__Task prompt__
Output the part of the blog post starting at "Every time you" and ending at "hard to tell.", copied word for word.

__Passage to read__
+-------+

Wednesday, February 23, 2005

The grad bar is much quiter and slightly less fun without 'M', a much missed barlady currently raising hell in Australia.

Jimmny Homunculus: Not available at your local library!.

An esteemed colleague and all round saint and scholar with the literature crowd contacted me with some great news: “Your blog has a DDR score (whatever that is) of 226. That means it's too foul mouthed to view in a library. Congratulations!”. I was in the Forum on Saturday and tried to access the site and a warning came up that this blog was 'unsafe to view', I’m so proud. It will only encourage me to swear more and up the sleaze content (if that were at all possible). The alternative is to use only archaic slang: goon, mooks, rubes, pukes etc., which I often try anyway as in "get out of my face you lousy puke", which, as I have found to my cost, is not the correct response to students' questions. Essay deadlines for my TV studies students are imminent. They send me hilarious emails with stuff like ‘did I miss any thing really important in class?’ and ‘I’m thinking about doing this essay, can you recommend any good books?’. I’m like, what the fuck! do I have 'Amazon' or 'Google' stamped on my forehead. Go into the library, and in the little search box write ‘Television’ and, as if by magic, books about TV manifest themselves, see if any are relevant and, you know, maybe try and learn something.

Every time you think spring has arrived, winter cackles and gives you another parting boot up the hole*. It’s been snowing today, as Corneilious has been expertly documenting. I don’t understand snowballs. It’s like the weather is an excuse to throw things at people. When it rains, you don’t get to douse people with buckets of water. When it’s sunny, you don’t run up to people with a sun lamp and shine it in their faces. Perhaps some biographical explanation for my aversion to snowballs is in order. I went to an all-boys seminary in rural Ireland (about as much fun as it sounds). It was a bit like Alcatraz. That analogy doesn’t quite work, people—well, Clint—actually escaped from Alcatraz. Come to think of it, some of my class ‘mates’ could well have been paper-mâché replicas; it’s hard to tell.

+-------+

__Stored rows__
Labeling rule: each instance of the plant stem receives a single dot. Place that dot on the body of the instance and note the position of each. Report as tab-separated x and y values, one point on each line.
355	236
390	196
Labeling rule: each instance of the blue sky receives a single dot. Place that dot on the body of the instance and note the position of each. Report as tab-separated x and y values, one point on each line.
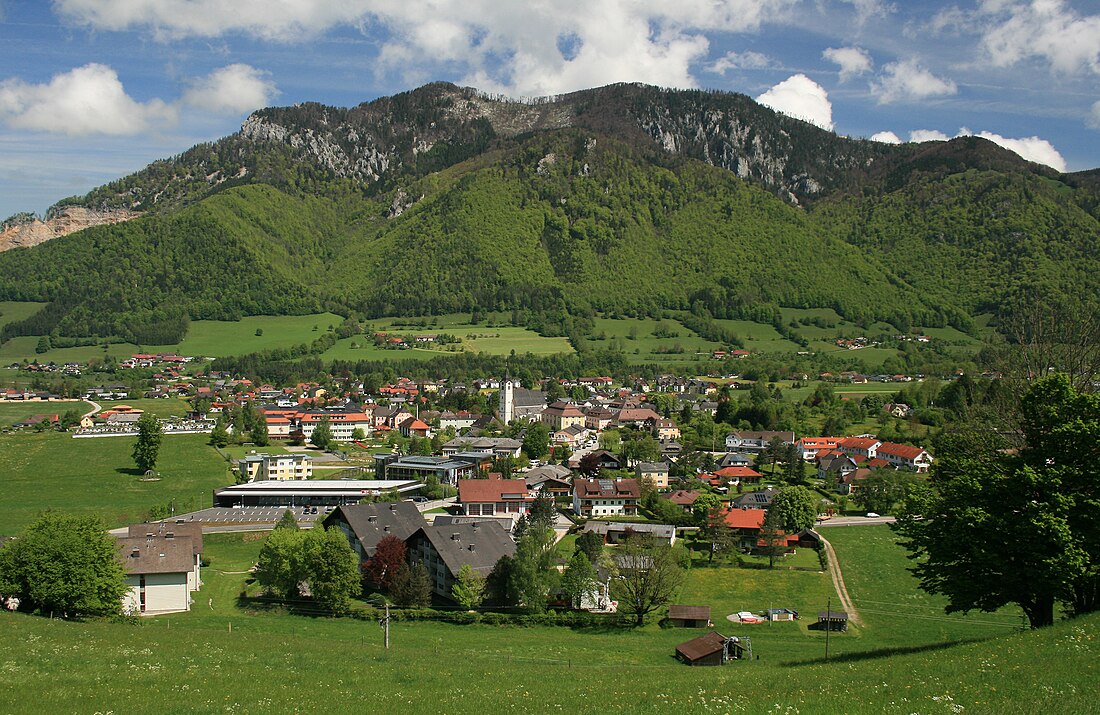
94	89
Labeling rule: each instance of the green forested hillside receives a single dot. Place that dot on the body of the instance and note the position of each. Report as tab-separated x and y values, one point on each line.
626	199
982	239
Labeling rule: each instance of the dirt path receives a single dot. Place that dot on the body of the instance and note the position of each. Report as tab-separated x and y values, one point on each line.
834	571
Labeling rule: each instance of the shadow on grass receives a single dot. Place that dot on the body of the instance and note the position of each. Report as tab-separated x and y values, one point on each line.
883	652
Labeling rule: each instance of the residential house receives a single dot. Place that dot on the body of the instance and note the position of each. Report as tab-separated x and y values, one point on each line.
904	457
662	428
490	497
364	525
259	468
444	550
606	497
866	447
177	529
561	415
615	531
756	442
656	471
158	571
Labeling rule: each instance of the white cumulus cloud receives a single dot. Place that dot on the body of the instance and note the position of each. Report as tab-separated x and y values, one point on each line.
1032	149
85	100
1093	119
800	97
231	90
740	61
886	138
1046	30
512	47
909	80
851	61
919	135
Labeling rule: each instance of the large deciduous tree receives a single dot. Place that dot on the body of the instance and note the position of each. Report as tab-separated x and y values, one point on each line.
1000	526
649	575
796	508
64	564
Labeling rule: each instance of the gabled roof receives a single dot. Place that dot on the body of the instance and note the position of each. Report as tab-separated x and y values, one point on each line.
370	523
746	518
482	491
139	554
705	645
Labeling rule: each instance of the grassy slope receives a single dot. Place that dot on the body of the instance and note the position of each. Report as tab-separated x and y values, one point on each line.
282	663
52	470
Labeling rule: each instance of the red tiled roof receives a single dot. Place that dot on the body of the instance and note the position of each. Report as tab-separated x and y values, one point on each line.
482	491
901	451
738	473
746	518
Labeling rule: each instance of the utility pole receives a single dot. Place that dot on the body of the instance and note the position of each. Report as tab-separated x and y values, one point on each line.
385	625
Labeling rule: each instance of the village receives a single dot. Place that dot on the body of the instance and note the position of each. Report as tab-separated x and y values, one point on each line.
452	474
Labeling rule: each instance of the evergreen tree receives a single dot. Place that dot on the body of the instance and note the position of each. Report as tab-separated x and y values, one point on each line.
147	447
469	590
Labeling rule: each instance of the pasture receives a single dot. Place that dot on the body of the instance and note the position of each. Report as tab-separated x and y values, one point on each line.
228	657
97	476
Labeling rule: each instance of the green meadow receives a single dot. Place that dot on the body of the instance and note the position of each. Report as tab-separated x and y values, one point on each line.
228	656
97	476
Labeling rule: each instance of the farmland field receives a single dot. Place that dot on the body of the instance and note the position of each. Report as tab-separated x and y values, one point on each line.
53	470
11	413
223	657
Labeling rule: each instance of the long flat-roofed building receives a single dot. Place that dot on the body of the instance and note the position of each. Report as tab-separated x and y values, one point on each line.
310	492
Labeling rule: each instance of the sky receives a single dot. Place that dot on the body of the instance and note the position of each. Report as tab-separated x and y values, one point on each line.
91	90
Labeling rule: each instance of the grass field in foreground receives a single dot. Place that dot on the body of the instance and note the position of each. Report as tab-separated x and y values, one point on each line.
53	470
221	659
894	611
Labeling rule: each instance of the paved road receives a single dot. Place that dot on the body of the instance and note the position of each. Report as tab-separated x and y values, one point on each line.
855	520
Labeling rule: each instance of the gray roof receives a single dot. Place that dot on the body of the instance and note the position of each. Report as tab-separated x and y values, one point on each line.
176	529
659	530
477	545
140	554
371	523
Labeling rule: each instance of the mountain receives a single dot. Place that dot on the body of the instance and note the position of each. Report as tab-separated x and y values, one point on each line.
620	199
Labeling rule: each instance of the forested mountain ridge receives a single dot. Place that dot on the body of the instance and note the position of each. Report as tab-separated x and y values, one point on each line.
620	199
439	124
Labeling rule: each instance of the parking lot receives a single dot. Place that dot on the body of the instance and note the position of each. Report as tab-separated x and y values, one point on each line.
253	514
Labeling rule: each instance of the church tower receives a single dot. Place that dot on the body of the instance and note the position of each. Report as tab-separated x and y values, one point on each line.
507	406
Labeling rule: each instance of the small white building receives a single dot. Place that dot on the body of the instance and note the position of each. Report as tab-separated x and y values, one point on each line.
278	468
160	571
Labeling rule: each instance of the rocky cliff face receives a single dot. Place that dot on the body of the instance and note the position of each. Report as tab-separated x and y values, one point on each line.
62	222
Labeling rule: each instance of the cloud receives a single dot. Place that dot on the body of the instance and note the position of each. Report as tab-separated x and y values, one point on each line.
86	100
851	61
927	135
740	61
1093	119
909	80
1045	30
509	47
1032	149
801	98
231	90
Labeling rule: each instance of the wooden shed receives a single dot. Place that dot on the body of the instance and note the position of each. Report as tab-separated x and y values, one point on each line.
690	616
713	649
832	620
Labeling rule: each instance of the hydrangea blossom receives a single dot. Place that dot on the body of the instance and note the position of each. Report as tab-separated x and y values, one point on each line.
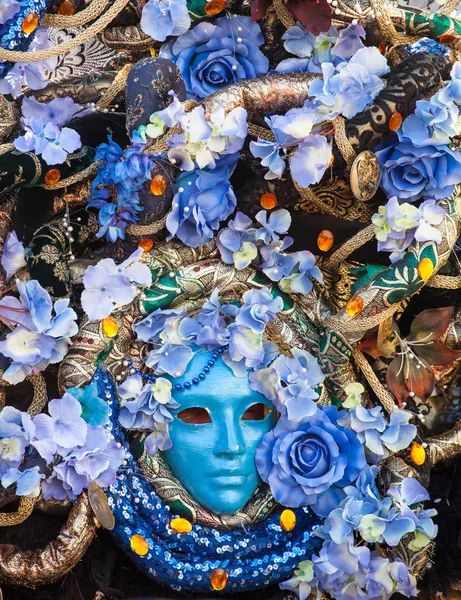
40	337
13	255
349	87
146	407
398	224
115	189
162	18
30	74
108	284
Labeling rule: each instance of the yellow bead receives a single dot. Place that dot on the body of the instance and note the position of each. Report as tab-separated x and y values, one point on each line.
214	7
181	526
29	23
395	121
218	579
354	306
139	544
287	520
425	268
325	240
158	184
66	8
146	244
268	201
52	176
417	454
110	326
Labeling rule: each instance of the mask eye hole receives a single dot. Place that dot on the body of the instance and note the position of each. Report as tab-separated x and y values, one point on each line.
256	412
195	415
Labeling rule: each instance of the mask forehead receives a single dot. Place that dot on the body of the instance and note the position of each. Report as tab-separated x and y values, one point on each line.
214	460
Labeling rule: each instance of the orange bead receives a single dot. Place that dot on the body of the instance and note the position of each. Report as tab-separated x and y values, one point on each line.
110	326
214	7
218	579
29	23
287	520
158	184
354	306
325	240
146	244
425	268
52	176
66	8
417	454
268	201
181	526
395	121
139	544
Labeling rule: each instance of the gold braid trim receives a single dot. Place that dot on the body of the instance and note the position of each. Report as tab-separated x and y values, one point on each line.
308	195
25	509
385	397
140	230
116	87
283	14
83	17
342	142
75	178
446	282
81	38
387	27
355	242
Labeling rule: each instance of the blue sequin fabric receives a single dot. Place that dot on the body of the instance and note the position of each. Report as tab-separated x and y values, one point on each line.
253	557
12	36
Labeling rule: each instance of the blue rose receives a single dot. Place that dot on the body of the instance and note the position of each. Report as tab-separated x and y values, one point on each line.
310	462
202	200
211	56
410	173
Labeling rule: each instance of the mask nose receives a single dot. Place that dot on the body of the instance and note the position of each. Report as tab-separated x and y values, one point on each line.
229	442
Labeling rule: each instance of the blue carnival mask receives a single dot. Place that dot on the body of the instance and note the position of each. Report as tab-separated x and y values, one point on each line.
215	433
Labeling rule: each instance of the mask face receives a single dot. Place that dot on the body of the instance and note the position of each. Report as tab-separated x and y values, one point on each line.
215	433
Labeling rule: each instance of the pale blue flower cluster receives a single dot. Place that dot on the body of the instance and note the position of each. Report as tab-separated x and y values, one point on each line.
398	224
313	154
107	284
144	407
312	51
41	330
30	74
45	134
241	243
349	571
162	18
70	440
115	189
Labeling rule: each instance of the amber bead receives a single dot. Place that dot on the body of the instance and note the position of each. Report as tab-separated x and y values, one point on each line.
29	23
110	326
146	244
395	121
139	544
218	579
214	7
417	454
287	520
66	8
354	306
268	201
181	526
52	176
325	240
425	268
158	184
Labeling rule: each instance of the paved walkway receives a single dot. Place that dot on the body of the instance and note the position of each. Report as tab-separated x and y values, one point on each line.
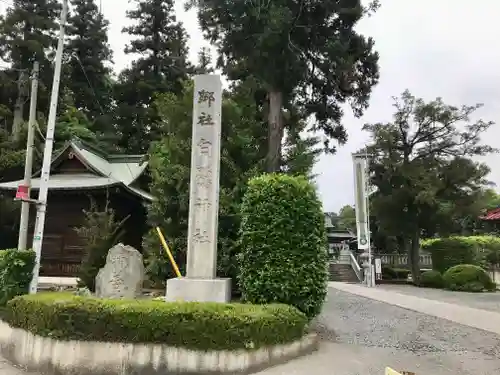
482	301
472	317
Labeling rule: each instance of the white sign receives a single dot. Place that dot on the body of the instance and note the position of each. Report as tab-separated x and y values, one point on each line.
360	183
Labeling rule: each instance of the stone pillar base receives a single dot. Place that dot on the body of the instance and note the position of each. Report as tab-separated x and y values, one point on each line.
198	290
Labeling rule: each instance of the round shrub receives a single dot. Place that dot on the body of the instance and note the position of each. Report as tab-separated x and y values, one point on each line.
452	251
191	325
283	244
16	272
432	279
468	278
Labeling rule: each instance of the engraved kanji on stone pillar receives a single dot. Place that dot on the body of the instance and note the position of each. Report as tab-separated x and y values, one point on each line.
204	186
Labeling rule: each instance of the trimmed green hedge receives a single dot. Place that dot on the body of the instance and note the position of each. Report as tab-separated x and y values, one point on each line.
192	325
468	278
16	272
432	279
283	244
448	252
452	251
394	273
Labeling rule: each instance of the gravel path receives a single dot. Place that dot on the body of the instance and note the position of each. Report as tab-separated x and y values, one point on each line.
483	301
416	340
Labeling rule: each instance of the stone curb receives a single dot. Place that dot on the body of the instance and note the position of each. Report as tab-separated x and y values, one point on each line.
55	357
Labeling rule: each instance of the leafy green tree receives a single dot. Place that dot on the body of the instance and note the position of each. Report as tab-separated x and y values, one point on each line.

+-------+

__Expected answer__
Every time you think spring has arrived, winter cackles and gives you another parting boot up the hole*. It’s been snowing today, as Corneilious has been expertly documenting. I don’t understand snowballs. It’s like the weather is an excuse to throw things at people. When it rains, you don’t get to douse people with buckets of water. When it’s sunny, you don’t run up to people with a sun lamp and shine it in their faces. Perhaps some biographical explanation for my aversion to snowballs is in order. I went to an all-boys seminary in rural Ireland (about as much fun as it sounds). It was a bit like Alcatraz. That analogy doesn’t quite work, people—well, Clint—actually escaped from Alcatraz. Come to think of it, some of my class ‘mates’ could well have been paper-mâché replicas; it’s hard to tell.